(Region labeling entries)
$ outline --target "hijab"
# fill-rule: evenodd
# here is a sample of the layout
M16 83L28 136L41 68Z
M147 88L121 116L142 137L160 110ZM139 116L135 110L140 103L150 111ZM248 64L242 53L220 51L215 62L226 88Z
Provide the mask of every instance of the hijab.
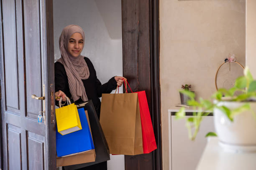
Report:
M67 76L69 90L74 101L81 98L84 101L88 100L85 89L82 80L87 79L90 73L84 57L80 55L73 57L68 51L69 38L75 32L79 32L84 40L84 33L79 26L70 25L64 28L59 39L59 50L61 57L57 61L63 65ZM83 44L83 45L84 44Z

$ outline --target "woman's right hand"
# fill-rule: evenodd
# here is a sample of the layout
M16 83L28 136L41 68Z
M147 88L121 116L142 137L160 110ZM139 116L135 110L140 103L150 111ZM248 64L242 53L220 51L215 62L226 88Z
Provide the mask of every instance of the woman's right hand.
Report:
M59 90L58 92L55 92L55 96L59 96L62 98L62 101L65 102L67 100L67 98L66 98L66 95L64 93L64 92L61 90ZM57 99L56 100L59 101L60 99Z

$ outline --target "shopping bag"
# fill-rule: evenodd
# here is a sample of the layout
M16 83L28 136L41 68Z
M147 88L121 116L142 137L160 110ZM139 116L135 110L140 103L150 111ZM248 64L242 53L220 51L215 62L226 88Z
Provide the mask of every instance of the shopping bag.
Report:
M143 153L137 93L102 94L100 122L110 153Z
M55 110L56 122L58 132L62 135L66 135L82 129L80 118L77 106L71 104L67 97L68 105L61 107L62 98L59 101L60 108Z
M84 110L88 112L95 148L96 158L95 162L94 162L65 166L65 170L77 170L110 160L109 149L108 143L106 141L92 102L90 100L82 103L76 103L76 104L78 108L84 108Z
M157 147L147 97L145 91L134 92L138 93L140 105L143 153L148 153Z
M85 113L90 131L90 125L87 111L85 110ZM56 165L57 167L60 167L94 162L95 157L95 149L92 149L80 153L75 154L74 155L57 157L56 158Z
M94 149L84 110L82 108L78 111L82 128L81 130L64 135L56 131L56 149L59 157Z

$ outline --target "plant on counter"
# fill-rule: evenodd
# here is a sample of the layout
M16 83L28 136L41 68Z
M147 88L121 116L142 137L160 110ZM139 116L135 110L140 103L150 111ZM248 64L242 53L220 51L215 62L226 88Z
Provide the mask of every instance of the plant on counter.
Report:
M184 90L180 92L189 96L187 105L198 110L193 113L193 116L186 120L186 126L190 140L195 139L204 116L213 112L215 130L220 141L230 145L248 144L256 147L256 80L253 80L247 68L244 70L244 76L236 80L234 87L228 90L220 89L212 95L215 99L213 102L202 98L197 101L195 94L189 90ZM177 119L184 118L185 116L184 108L176 114ZM238 119L239 121L234 121ZM244 122L241 123L243 119ZM230 122L232 123L230 123ZM234 128L234 125L238 128ZM243 127L247 125L248 127ZM241 132L236 132L240 129ZM236 132L241 134L237 135ZM210 132L206 137L210 136L217 136L217 134ZM229 138L226 138L228 137Z
M191 85L188 85L186 84L185 85L182 85L182 89L184 91L190 91L189 89L191 88ZM187 105L187 101L189 99L189 97L186 95L185 93L179 92L179 96L180 97L180 102L182 105Z
M190 88L191 88L191 85L187 85L186 84L185 85L182 85L182 88L185 90L189 90Z

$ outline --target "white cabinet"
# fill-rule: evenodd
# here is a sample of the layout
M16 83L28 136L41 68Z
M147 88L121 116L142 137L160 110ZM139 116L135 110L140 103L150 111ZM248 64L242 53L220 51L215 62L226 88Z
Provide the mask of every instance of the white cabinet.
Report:
M194 170L207 142L205 135L209 132L215 131L213 117L204 117L197 136L192 141L188 139L185 120L175 119L174 115L177 111L169 110L169 169ZM186 110L186 115L192 115L193 111Z

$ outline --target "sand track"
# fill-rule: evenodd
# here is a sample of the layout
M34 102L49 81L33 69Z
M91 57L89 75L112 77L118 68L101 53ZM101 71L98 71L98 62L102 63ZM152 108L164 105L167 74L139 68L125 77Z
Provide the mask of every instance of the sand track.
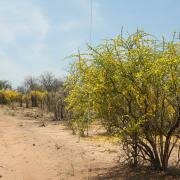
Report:
M39 127L36 120L11 116L4 108L0 108L0 147L4 180L91 179L118 159L116 146L79 142L63 125Z

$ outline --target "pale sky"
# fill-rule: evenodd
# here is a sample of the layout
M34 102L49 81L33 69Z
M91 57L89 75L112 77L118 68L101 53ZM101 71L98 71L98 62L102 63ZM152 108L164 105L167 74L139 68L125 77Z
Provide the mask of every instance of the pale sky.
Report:
M180 0L93 0L93 44L122 26L161 38L180 32ZM0 0L0 79L14 86L45 71L65 77L89 41L90 0Z

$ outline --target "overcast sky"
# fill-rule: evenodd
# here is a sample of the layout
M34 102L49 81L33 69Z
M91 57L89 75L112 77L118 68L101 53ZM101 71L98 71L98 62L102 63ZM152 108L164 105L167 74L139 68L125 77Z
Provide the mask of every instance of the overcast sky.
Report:
M90 0L0 0L0 79L67 74L65 57L89 40ZM180 0L93 0L93 44L137 27L157 38L180 31Z

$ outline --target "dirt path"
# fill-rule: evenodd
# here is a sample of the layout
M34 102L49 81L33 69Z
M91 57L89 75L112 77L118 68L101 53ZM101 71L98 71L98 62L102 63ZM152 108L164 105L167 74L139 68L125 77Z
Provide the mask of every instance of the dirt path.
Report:
M116 146L79 142L62 125L39 127L4 111L0 108L0 179L91 179L118 159Z

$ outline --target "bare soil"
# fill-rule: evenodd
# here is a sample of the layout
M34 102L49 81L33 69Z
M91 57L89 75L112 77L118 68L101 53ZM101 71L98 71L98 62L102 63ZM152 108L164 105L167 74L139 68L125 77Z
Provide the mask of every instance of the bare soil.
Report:
M28 113L0 107L0 179L180 179L179 171L158 176L130 171L119 166L124 155L117 144L79 139L63 123L44 123L40 113L36 118Z

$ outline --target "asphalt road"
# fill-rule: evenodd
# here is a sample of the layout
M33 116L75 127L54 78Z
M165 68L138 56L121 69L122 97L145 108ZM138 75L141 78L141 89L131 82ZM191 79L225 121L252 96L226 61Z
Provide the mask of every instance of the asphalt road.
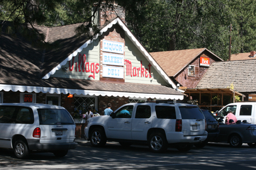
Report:
M11 150L0 149L0 169L254 169L256 148L243 144L233 149L227 143L210 143L187 152L170 148L164 154L151 153L147 146L123 148L108 142L102 148L79 142L62 158L52 153L31 154L16 159Z

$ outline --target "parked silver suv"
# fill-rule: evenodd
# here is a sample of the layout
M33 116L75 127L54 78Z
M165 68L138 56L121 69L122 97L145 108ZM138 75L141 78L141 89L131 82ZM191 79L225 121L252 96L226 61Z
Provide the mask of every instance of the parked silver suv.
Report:
M94 147L107 140L123 146L147 143L153 152L168 146L187 151L207 138L205 119L196 105L164 101L130 103L111 114L89 119L85 137Z
M13 149L25 158L31 152L65 156L75 149L76 126L60 106L38 104L0 104L0 148Z

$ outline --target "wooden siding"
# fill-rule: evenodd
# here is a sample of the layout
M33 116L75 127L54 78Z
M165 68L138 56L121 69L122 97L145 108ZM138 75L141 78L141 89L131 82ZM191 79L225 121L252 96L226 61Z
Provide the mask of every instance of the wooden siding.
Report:
M70 78L70 79L87 79L87 80L99 80L99 72L98 74L95 74L95 79L93 78L89 78L90 75L93 75L93 73L89 72L86 72L86 71L78 71L78 55L81 54L82 56L83 54L86 55L86 63L89 62L90 64L90 69L91 69L91 63L94 63L99 64L99 39L94 40L92 43L88 44L88 46L83 48L81 52L77 53L77 55L75 56L75 60L74 62L74 68L72 71L69 70L69 62L68 61L67 63L61 67L61 68L56 70L54 75L51 75L51 77L60 77L63 78ZM72 62L71 60L71 62ZM76 71L76 62L77 62L77 71ZM66 72L62 68L67 67L69 70ZM100 69L100 66L98 67L98 69ZM80 67L81 69L81 67Z
M149 68L148 65L150 62L148 61L147 61L126 36L125 36L125 54L124 59L129 60L132 62L132 68L134 67L140 68L140 61L142 61L142 67L144 69ZM148 75L150 73L148 73L148 77L147 78L141 77L140 71L139 71L139 76L133 76L132 77L131 76L126 76L126 65L124 65L125 82L135 83L166 85L166 82L153 66L151 67L151 72L153 73L154 78L152 81Z
M203 53L193 60L189 65L195 66L195 76L188 76L187 68L188 65L181 71L179 74L175 77L175 79L183 87L187 88L194 88L198 84L201 79L207 70L208 67L200 66L200 57L209 57L210 59L210 65L215 62L215 56L211 55L210 54Z

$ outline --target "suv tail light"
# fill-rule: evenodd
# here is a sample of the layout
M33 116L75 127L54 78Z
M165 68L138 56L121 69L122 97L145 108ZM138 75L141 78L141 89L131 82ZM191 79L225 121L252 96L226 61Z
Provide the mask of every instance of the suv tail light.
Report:
M34 131L33 132L33 137L39 138L41 137L41 129L40 129L40 128L36 128L34 129Z
M176 119L176 125L175 126L175 132L181 132L182 130L182 120Z

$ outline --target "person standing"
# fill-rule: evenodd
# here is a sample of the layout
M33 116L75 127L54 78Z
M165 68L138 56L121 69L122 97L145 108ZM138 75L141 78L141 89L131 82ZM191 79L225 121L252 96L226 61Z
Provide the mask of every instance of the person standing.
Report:
M89 107L88 108L88 111L86 113L86 118L88 119L91 117L93 117L93 113L92 112L92 107Z
M113 110L111 109L112 107L111 104L109 103L108 104L108 108L104 110L104 115L110 115L110 113L113 112Z
M228 113L226 117L226 124L230 124L229 123L230 119L232 119L233 120L234 120L234 122L233 122L232 124L236 124L237 121L238 121L238 120L237 119L237 117L236 117L236 115L233 114L233 112L231 111L229 112L229 113Z

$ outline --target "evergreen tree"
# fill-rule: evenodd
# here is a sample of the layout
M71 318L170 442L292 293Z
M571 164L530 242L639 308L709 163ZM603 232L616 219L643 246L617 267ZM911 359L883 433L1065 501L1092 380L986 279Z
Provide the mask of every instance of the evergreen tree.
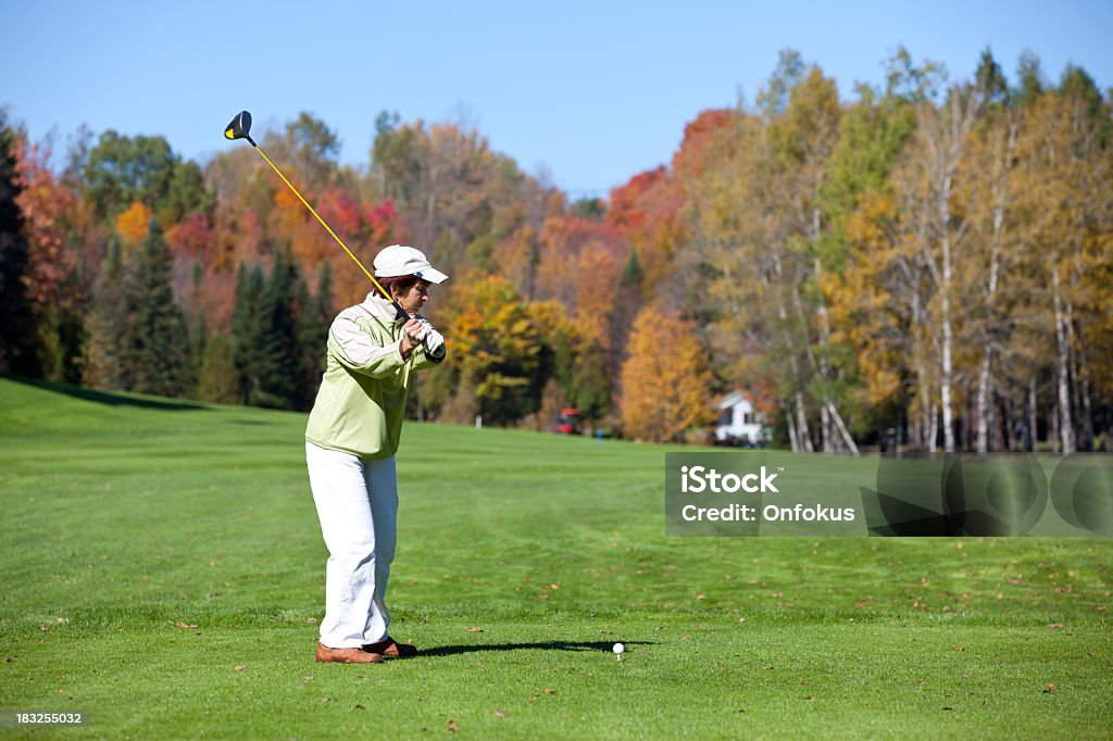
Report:
M298 280L297 347L302 358L301 402L304 408L308 408L316 397L325 369L325 343L333 320L332 280L327 263L321 266L316 295L311 297L305 280Z
M0 370L39 375L31 302L23 284L30 259L23 216L16 204L16 138L0 109Z
M250 403L259 387L259 299L263 273L243 263L236 273L236 299L232 314L232 358L239 376L240 399Z
M100 267L100 280L89 315L89 343L86 347L85 382L104 388L128 388L125 377L124 347L128 334L125 274L120 240L108 245L108 256Z
M275 253L270 279L259 295L259 334L256 345L258 383L247 403L279 409L299 406L302 387L297 322L294 296L297 286L297 267L288 249Z
M170 253L157 219L151 219L142 250L127 283L125 373L142 394L181 396L193 387L189 330L170 288Z

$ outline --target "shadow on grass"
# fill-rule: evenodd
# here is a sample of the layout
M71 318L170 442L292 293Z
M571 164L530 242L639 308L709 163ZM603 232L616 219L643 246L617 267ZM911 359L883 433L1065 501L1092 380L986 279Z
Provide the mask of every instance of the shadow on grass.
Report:
M629 649L634 645L656 645L653 641L626 641ZM599 651L611 653L614 646L610 641L546 641L544 643L472 643L469 645L442 645L434 649L420 649L417 656L454 656L460 653L479 653L483 651Z
M144 409L160 409L164 412L187 412L208 408L191 402L179 402L170 398L160 399L151 396L132 396L130 394L125 395L115 392L102 392L95 388L85 388L83 386L56 384L41 381L39 378L27 378L24 376L13 376L6 373L0 374L0 378L7 378L8 381L14 381L16 383L35 386L36 388L41 388L43 391L53 392L56 394L65 394L66 396L72 396L73 398L79 398L85 402L95 402L97 404L106 404L108 406L136 406Z

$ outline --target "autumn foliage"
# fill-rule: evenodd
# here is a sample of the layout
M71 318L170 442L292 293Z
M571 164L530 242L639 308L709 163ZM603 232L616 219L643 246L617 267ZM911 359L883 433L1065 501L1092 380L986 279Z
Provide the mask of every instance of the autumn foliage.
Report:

# WRITTEN TASK
Extract every line of the records that contains the string "standing".

# SOLUTION FOR THIS TASK
$ outline --target "person standing"
Provide the mask of every instance of the person standing.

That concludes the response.